### Passage:
_ _ _ _ _
In the winter of 2008, I took a short drive out to Oakbrook Terrace in suburban Chicago to interview Mark Chassin, M.D., who barely had a week under his belt as the new head of the Joint Commission. It was a wide-ranging discussion. We talked about standards development, the Joint Commission's stature within the field and with lawmakers, and much more. What stood out most, however, was how passionately Chassin spoke about evolving the Joint Commission from an accreditation agency to a major player in quality and safety. He said he wanted to create programs that worked "outside, alongside, compatible with accreditation" to drive performance improvement.
In spring 2010, H&HN Contributing Editor Howard Larkin revisited Chassin and the Joint Commission to see how things were going. In a cover story, Larkin wrote about how the Joint Commission was changing its own culture to become a high-reliability organization, one that is focused on continuous improvement both internally and externally. "Chassin says hospitals and other providers must adopt process improvement programs similar to the Joint Commission's. That will help make care more effective, more efficient and less vulnerable to failure. To sustain that 'quality culture,' executives and trustees will have to step up and accountability systems will need to be established," Larkin wrote.
You can see in our coverage and elsewhere that Chassin's vision for the Joint Commission is steadily taking shape. It is evident in the commission's Center for Transforming Healthcare, which is partnering with hospitals to find targeted solutions for some of the most vexing problems in health care, including hand hygiene, hand-off communications, surgical site infections, and, most recently, wrong-site surgery.
And it was evident yesterday during a press call when Chassin unveiled the Joint Commission's Annual Report on Quality and Safety. For the first time, the commission spotlighted hospitals that are "top performers" in 22 measures across five categories — heart attack, heart failure, pneumonia, surgical care and children's asthma. The report names 405 hospitals — 14 percent of Joint Commission accredited hospitals — that hit a 95 percent performance threshold on these so-called accountability measures.
During the press call, Chassin highlighted some of last year's biggest achievements: hospitals scored 96.6 percent composite performance on 12.3 million opportunities, compared with 81.8 percent on 957,000 opportunities in 2002. In other words, hospitals followed evidence-based protocols 96.6 percent of the time on those 12 million "opportunities." Compliance with measures for heart attack care rose to 98.4 percent, up from 86.9 percent in 2002.
"The new Joint Commission report clearly shows that hospitals are achieving success in providing the right care to patients at the right time," Rich Umbdenstock, president and CEO of the American Hospital Association said. "All hospitals are making significant strides toward providing the best evidence-based care for patients. While improving care is a never-ending journey and there is more hospitals can do, today's report is good news for patients and families."
_ _ _ _ _
### Dataset:

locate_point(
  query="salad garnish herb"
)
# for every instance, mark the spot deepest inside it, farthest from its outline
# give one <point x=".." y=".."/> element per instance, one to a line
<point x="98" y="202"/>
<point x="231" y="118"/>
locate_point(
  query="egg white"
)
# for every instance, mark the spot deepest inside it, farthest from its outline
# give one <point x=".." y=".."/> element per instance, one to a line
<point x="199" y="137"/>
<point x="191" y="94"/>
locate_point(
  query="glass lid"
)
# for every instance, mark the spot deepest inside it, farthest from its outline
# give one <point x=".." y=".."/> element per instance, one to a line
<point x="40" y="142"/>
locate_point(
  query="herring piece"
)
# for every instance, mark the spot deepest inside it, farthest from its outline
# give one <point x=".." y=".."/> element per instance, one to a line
_ _ _ _ _
### Tasks to carry out:
• 1. According to the Joint Commission article, why does Chassin say that hospitals and other providers must adopt process improvement programs similar to the Joint Commission's? Answer in one to three sentences.
• 2. Print the portion of the Joint Commission article between "You can see" and "recently, wrong-site surgery.", inclusive.
The items were taken from a different source than the Joint Commission article.

### Solutions to each task:
• 1. Adopting such programs will help make care more effective, more efficient and less vulnerable to failure.

• 2.
You can see in our coverage and elsewhere that Chassin's vision for the Joint Commission is steadily taking shape. It is evident in the commission's Center for Transforming Healthcare, which is partnering with hospitals to find targeted solutions for some of the most vexing problems in health care, including hand hygiene, hand-off communications, surgical site infections, and, most recently, wrong-site surgery.